**** ENTRIES SHOWN
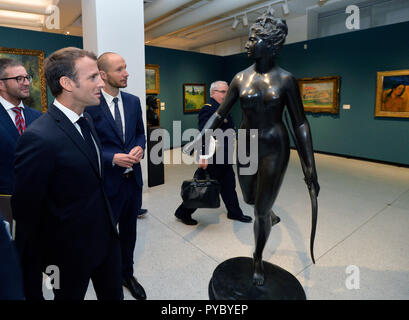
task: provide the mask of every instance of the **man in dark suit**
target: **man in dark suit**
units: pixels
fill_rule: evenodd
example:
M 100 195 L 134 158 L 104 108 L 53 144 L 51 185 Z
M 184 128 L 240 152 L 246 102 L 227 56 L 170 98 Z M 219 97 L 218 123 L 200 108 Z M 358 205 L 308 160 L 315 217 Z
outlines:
********
*TASK INSTRUCTIONS*. When you write out the data, keep every line exact and drop the pictures.

*TASK ANSWER*.
task: provide the mask of every instance of the **man in dark suit**
target: **man in dark suit**
units: pixels
fill_rule: evenodd
example:
M 100 195 L 134 158 L 104 108 L 53 144 L 51 185 Z
M 184 128 L 240 152 L 246 102 L 227 56 L 170 98 Z M 219 97 L 218 123 L 200 108 Z M 358 205 L 308 160 L 315 217 Z
outlines:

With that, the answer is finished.